(Written exercise A):
Repeat the part of the meteorite post starting at "So I suppose" and ending at "owns her foot.".
(Written exercise B):
Sum up the meteorite post in two sentences.
(Written exercise C):
Carry the meteorite post on from where it stops.

[Begin Text]

Meteorite Hits Girl
redcliffe writes "The BBC has a story about a 14 year old North Yorkshire girl who was hit, on the foot, by a meteorite. Where's Bruce Willis when you need him?" The young Miss Carlton notes: "This does not happen that often in Northallerton"; no doubt the City of York is where most meteorites land.
From the article: .Noticing it was "quite hot", she showed it to her father Niel.
The problem with this is that meteors are not hot. See this link and this one. From the first link:
Objects from space that enter Earth's atmosphere are -- like space itself -- very cold and they remain so even as they blaze a hot-looking trail toward the ground. "The outer layers are warmed by atmospheric friction, and little bits flake away as they descend," explains Yeomans. This is called ablation and it's a wonderful way to remove heat. (Some commercial heat shields use ablation to keep spacecraft cool when they re-enter Earth's atmosphere.) "Rocky asteroids are poor conductors of heat," Yeomans continued. "Their central regions remain cool even as the hot outer layers are ablated away."
And from the second:
Are asteroids hot or cold as they descend through Earth's atmosphere? (Level II, They are cold as they enter and remain so even as they blaze a hot-looking trail toward the ground. The outer layers are warmed by friction and little bits flake away as they descend.)
So I suppose it is part of abilated material if it is real, that would explain why it was hot. That would probably still make it a meteor. It might also explain why she still owns her foot.
Try to hack my 31337 firewall!

[End Text]
[Begin Dataset content]

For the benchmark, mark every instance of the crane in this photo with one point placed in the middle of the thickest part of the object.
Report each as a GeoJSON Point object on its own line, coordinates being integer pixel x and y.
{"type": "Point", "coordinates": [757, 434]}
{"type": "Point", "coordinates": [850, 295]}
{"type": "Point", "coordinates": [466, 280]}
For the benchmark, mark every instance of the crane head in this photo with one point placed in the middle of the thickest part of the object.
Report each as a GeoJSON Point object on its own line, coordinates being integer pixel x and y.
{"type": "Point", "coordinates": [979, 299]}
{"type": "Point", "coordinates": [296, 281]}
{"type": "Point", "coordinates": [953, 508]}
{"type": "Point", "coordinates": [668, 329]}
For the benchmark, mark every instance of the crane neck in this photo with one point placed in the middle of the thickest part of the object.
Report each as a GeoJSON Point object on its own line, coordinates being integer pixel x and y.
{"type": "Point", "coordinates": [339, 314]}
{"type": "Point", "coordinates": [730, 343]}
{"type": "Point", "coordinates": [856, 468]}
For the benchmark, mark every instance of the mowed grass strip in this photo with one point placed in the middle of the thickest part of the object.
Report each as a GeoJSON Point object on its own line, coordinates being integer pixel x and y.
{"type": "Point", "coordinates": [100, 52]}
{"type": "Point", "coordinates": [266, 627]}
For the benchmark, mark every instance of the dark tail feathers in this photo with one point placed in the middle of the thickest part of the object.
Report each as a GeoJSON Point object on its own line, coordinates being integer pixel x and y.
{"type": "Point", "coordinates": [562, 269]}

[End Dataset content]

(Expected output A):
So I suppose it is part of abilated material if it is real, that would explain why it was hot. That would probably still make it a meteor. It might also explain why she still owns her foot.

(Expected output B):
The post relays a BBC story about a 14-year-old North Yorkshire girl who was hit on the foot by a meteorite that she noticed was "quite hot." The writer objects that objects entering Earth's atmosphere stay cold inside while their warmed outer layers flake away, and suggests that the heat could come from ablated material.

(Expected output C):
The article says the object was "quite hot"... Well if they knew anything, they should know that the majority of all meteorites that fall to earth are COLD to the touch when they hit earth, do to the fact that they are 'burning' so fast when they enter the atmosphere that the heat doesnt transfer to the core of the meteor. And the part about rust being on the rock doesnt really make sense (to me atleast)... When an object comes in from outter space, the outside is heated and melted away, and by the time the NEW outside is showing, it has usually melted and cooled within a few seconds of falling, giving it a melted glassy almost golf-ball look, how could rust form in a few seconds?? And the whole thing about it being from Mars and crap, these people are RETARDED!! The rock could be from ANYWHERE. Only a small fraction are from Mars, and there is no way they can tell just by looking at it. They need to do some carbon dating or something like that. The 14yo girl is probably the butt of a joke by some 14yo boys, and is too stupid to realize. Now I could be wrong, that could be a piece of 2billion year old mars rock that fell, I'm not a professional meteorite examiner or anything, but c'mon... -CyberBill
-Bill
d00D,
Terminal velocity for an average human body is only about 110 mi/h, or about 175 km/h, give or take a few ds/dt. Maybe top off at 200 mi/h if you really try.
A meteorite might go a bit faster, provided it is somewhat round. It will also be rather hot due to friction.
I thought I'd share this with you.
Cheers!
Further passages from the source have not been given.